## TASK REQUIREMENTS
Rewrite the lines from the one with "Please pin the dark" through the end of the material, changing "shrub" to "bush" and leaving everything else the same.

Extracted records:
_ _ _ _ _

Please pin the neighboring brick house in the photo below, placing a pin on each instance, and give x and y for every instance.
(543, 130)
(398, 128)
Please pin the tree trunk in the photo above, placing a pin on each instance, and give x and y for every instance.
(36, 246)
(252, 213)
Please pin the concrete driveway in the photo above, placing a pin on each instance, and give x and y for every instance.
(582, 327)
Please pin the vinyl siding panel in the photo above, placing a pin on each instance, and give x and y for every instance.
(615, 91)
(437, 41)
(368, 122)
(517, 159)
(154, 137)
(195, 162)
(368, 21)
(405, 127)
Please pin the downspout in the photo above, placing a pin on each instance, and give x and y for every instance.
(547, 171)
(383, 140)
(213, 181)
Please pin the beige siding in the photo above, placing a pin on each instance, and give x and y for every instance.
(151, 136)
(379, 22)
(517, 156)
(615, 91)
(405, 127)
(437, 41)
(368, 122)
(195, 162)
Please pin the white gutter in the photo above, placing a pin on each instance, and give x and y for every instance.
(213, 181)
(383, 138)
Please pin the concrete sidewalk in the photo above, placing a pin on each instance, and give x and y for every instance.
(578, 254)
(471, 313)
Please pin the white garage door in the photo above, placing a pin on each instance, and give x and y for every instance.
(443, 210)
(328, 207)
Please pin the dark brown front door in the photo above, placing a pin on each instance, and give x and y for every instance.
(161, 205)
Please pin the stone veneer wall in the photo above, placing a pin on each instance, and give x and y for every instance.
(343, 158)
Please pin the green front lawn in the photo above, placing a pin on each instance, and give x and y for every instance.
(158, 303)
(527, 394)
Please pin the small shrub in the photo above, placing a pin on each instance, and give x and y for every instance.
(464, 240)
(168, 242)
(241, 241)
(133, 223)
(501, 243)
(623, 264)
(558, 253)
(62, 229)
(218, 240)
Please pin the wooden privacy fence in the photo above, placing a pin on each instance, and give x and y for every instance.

_ _ _ _ _

## TASK RESULT
Please pin the dark brown front door in the photo above, placing a pin on each instance, and give x and y for every instance.
(161, 205)
Please pin the stone veneer wall in the photo above, placing a pin on each instance, and give x and y for every instance.
(343, 158)
Please pin the green front lawn in the photo above, placing a pin on each instance, and give x and y for every instance.
(158, 303)
(527, 394)
Please pin the small bush in the photo above, placing a pin on each instance, and give x and y for every instance.
(464, 240)
(168, 242)
(241, 241)
(133, 223)
(501, 243)
(623, 264)
(558, 253)
(62, 229)
(218, 240)
Please pin the wooden privacy fence in the photo above, placing a pin on each instance, and give x and y for every instance.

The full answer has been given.